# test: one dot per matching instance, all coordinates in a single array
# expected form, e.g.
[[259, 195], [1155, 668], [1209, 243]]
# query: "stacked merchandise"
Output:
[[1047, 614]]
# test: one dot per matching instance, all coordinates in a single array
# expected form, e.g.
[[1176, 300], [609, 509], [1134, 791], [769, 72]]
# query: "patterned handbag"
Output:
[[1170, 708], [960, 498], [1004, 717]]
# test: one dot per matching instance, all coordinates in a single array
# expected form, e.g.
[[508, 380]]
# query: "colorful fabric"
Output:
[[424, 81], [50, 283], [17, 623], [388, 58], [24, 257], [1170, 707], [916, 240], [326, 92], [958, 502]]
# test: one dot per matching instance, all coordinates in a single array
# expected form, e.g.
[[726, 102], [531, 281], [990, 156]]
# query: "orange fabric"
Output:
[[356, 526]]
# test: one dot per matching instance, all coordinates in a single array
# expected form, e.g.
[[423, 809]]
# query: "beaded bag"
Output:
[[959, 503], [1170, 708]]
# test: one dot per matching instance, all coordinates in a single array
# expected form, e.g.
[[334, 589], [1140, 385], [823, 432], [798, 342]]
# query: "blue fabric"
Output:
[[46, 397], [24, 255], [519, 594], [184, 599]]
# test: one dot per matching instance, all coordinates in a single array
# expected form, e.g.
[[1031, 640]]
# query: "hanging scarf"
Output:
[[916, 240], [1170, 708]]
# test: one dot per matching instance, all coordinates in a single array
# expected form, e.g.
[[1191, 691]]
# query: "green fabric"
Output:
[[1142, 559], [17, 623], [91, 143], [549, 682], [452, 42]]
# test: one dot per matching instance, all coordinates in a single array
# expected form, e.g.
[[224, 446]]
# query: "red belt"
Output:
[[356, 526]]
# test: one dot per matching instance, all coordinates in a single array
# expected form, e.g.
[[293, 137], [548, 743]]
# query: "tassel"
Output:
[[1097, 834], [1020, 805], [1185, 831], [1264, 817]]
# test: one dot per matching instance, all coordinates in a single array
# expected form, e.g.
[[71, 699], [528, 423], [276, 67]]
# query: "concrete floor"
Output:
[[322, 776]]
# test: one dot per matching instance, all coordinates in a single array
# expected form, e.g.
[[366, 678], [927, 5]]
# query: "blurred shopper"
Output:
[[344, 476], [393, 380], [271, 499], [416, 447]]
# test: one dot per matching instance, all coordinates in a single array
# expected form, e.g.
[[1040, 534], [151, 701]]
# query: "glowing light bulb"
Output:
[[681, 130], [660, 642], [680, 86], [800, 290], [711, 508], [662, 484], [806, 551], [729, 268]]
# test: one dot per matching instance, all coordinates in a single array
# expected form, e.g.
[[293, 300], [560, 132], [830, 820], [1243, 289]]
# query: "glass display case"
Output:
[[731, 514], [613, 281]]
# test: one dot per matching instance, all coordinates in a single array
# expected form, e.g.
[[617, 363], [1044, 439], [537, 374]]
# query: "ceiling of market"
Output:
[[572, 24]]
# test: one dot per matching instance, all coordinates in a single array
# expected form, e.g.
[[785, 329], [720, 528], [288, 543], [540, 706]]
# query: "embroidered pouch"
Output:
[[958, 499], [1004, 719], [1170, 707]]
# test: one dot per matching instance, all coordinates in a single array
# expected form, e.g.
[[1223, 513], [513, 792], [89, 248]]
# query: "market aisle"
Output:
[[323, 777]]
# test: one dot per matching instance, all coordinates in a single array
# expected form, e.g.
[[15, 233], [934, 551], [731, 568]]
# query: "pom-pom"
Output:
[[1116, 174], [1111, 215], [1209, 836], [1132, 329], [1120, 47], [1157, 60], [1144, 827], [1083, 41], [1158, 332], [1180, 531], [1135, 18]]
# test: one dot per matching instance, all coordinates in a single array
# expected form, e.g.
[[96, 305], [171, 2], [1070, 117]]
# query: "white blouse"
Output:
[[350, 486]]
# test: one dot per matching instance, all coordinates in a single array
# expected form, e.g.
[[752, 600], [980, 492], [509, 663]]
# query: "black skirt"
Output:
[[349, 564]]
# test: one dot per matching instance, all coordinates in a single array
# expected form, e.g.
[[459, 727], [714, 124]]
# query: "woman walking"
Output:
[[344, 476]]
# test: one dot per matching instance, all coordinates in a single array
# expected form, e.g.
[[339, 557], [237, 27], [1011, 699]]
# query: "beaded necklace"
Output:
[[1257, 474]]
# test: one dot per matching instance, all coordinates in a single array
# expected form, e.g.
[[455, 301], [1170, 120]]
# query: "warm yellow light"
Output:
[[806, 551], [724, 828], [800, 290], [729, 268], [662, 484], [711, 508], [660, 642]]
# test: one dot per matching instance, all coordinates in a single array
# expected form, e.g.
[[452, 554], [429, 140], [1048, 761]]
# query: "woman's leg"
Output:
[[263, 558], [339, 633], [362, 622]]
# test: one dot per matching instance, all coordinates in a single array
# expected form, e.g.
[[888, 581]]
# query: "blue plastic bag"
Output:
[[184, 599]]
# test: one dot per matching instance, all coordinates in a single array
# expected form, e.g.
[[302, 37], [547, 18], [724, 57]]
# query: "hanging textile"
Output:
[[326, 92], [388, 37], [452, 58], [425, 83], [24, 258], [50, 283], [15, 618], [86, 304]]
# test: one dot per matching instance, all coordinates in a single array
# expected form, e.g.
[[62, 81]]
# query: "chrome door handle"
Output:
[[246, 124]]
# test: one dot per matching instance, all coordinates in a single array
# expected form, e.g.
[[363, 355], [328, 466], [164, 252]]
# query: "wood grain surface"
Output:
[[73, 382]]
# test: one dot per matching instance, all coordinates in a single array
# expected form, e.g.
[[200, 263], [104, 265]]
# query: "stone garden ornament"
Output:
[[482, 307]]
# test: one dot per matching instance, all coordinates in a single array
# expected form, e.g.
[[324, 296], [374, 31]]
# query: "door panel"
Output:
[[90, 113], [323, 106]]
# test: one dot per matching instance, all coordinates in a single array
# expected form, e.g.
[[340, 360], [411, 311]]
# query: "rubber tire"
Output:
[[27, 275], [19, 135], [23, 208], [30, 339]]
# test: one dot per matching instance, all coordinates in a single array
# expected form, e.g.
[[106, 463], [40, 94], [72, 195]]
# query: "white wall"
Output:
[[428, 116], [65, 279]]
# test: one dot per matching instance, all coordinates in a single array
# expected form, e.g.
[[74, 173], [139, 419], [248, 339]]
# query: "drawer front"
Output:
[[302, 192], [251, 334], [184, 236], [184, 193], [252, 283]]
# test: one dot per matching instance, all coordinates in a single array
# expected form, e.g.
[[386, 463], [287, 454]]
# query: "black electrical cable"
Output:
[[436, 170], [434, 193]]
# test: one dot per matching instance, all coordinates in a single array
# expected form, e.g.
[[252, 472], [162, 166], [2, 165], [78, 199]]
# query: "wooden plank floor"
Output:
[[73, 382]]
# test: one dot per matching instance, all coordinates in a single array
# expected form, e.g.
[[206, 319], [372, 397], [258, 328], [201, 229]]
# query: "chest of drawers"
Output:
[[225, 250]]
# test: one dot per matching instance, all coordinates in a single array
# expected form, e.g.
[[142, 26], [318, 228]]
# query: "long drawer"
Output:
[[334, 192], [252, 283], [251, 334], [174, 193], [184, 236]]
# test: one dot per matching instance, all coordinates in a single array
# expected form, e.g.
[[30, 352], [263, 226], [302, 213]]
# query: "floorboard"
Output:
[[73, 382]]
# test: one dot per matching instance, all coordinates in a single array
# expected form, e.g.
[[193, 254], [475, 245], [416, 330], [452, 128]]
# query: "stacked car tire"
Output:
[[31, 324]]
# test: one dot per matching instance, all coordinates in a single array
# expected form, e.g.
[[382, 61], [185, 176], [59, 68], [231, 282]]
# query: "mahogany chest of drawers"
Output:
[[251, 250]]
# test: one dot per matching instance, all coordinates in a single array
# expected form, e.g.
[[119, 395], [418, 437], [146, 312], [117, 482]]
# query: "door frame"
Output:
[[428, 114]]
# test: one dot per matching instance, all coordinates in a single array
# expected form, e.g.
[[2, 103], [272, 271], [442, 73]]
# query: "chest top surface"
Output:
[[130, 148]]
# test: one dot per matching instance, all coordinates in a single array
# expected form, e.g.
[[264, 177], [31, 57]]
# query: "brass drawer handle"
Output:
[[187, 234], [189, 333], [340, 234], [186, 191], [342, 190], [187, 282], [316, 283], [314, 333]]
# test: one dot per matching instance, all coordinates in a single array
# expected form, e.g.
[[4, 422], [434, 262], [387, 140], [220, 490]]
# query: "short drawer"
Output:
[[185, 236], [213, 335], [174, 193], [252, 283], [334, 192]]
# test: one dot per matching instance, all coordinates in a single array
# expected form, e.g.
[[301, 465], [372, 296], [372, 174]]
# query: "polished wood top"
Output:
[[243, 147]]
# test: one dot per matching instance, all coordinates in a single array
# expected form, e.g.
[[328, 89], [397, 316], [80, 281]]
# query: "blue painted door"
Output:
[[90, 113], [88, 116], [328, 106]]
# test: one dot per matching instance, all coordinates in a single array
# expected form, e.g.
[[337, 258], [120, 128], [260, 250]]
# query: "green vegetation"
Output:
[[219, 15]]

[ASSIGNED TASK]:
Collect every line with the string "chest" from the records, and copy each.

[TASK RESULT]:
# query: "chest of drawers"
# query: "mahogany chest of drawers"
# query: "chest top surface"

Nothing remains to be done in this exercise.